» **Work to be completed**
Extract every line of the rows below that contains the string "front", matching case exactly.
-- START OF Entries --
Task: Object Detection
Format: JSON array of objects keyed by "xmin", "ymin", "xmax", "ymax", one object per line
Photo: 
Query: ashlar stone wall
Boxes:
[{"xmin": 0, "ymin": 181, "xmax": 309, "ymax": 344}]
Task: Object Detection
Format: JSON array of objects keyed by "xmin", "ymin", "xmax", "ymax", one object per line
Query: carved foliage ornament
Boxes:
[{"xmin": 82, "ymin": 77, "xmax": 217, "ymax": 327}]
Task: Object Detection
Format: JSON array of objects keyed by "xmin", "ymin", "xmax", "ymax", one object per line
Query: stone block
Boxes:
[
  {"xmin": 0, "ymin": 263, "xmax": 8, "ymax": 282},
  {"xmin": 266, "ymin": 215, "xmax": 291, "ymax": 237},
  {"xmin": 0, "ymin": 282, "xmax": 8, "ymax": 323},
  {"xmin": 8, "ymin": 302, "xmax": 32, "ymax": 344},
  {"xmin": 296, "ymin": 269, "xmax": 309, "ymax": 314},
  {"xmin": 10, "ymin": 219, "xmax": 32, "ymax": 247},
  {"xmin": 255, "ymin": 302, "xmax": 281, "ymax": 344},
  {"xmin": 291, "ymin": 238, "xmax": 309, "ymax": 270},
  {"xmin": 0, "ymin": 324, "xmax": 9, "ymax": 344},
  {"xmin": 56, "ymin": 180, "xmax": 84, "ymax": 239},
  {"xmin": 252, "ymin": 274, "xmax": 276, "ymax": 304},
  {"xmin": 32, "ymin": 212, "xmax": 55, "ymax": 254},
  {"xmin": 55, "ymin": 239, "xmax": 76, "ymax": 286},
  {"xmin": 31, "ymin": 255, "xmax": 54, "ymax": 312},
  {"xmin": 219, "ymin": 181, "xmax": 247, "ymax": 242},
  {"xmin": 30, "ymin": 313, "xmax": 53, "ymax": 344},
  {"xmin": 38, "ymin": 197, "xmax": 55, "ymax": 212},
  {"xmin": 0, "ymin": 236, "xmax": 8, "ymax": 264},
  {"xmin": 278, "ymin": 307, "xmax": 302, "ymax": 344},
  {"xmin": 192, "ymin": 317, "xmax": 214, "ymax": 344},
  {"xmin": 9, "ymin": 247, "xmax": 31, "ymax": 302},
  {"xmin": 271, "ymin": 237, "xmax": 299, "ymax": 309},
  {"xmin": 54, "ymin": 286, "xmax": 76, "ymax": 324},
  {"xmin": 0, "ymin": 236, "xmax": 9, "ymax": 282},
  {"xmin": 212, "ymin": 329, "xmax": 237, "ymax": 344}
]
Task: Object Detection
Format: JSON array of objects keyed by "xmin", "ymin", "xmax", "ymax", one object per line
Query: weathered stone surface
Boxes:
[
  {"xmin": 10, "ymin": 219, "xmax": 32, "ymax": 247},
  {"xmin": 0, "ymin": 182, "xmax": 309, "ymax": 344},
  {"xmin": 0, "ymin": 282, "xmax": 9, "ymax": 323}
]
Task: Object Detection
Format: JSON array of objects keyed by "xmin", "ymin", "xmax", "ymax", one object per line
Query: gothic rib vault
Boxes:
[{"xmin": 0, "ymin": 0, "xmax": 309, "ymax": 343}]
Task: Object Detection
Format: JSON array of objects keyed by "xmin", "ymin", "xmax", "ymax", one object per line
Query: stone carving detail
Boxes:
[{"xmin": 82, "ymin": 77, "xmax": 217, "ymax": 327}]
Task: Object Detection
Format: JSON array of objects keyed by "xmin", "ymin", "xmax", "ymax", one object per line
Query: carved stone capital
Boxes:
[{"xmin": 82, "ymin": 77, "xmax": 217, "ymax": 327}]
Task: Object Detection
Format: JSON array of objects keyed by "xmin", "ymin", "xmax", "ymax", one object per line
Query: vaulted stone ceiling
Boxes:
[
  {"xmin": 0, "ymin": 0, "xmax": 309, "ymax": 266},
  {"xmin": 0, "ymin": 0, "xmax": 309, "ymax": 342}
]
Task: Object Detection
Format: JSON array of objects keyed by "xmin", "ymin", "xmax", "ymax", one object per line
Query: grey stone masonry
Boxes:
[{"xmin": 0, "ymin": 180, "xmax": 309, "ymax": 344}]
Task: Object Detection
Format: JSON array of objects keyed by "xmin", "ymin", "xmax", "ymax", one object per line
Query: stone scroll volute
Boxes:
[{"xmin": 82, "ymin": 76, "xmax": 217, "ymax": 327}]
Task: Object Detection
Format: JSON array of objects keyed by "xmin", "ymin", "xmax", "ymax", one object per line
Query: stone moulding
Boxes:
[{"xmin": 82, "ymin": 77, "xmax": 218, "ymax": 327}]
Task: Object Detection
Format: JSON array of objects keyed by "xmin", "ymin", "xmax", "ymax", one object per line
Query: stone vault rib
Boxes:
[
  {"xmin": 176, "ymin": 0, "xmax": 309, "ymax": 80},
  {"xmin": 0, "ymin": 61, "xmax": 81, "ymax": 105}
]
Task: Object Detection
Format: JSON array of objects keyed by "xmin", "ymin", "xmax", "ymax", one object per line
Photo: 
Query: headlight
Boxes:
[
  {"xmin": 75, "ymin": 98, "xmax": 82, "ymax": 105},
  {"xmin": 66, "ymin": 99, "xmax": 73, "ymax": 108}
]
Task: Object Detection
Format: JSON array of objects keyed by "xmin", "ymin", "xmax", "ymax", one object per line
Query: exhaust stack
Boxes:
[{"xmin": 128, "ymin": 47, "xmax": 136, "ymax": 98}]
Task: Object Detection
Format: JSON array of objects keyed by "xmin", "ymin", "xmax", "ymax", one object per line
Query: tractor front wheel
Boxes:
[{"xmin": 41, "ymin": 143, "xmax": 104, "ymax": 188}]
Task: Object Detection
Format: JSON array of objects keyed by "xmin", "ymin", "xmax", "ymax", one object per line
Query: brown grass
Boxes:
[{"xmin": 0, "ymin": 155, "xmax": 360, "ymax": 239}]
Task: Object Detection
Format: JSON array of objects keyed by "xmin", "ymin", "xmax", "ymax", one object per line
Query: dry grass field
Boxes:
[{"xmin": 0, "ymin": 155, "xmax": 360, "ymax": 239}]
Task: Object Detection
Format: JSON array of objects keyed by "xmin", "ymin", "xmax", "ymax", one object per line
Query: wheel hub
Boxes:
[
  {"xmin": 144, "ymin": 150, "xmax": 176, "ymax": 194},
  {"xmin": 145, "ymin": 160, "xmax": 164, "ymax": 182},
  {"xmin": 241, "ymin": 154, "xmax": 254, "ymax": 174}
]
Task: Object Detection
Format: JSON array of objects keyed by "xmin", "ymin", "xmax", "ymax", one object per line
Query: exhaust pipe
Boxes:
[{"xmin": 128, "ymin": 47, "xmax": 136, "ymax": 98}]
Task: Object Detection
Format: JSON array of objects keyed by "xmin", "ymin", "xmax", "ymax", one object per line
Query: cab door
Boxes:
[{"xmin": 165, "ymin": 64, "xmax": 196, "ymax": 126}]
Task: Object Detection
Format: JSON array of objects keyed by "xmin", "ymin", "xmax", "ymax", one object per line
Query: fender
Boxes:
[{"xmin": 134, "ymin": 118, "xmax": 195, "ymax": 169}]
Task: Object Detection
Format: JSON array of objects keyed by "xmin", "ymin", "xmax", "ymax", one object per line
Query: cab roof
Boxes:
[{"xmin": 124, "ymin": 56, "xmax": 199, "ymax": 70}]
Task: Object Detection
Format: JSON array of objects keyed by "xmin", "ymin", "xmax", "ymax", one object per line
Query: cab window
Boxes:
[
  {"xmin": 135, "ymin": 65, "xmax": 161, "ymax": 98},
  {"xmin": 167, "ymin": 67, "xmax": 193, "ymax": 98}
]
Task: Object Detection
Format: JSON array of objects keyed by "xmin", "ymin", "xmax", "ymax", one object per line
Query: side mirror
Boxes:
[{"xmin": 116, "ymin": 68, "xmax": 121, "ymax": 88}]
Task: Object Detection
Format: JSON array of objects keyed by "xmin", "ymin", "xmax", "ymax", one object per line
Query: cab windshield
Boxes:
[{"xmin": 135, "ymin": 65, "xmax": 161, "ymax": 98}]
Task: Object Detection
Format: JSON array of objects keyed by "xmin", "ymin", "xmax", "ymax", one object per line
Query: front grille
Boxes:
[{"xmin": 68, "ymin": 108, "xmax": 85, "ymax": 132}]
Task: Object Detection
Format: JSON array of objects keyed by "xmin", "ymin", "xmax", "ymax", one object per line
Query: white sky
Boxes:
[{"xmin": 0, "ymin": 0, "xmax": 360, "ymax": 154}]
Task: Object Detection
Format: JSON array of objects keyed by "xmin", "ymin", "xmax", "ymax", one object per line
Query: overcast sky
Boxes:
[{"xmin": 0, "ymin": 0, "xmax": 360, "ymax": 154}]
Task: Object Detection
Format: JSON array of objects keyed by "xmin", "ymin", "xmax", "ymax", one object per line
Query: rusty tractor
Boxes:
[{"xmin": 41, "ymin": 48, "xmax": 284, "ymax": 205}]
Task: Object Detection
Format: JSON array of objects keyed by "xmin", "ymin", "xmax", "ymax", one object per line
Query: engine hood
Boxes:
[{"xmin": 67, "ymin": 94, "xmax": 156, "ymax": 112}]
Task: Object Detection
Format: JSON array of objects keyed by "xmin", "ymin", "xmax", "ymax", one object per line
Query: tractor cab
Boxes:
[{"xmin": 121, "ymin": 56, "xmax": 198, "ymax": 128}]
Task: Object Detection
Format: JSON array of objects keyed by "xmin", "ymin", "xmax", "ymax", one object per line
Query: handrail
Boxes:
-- END OF Entries --
» **Solution to this task**
Query: tractor front wheel
Query: front grille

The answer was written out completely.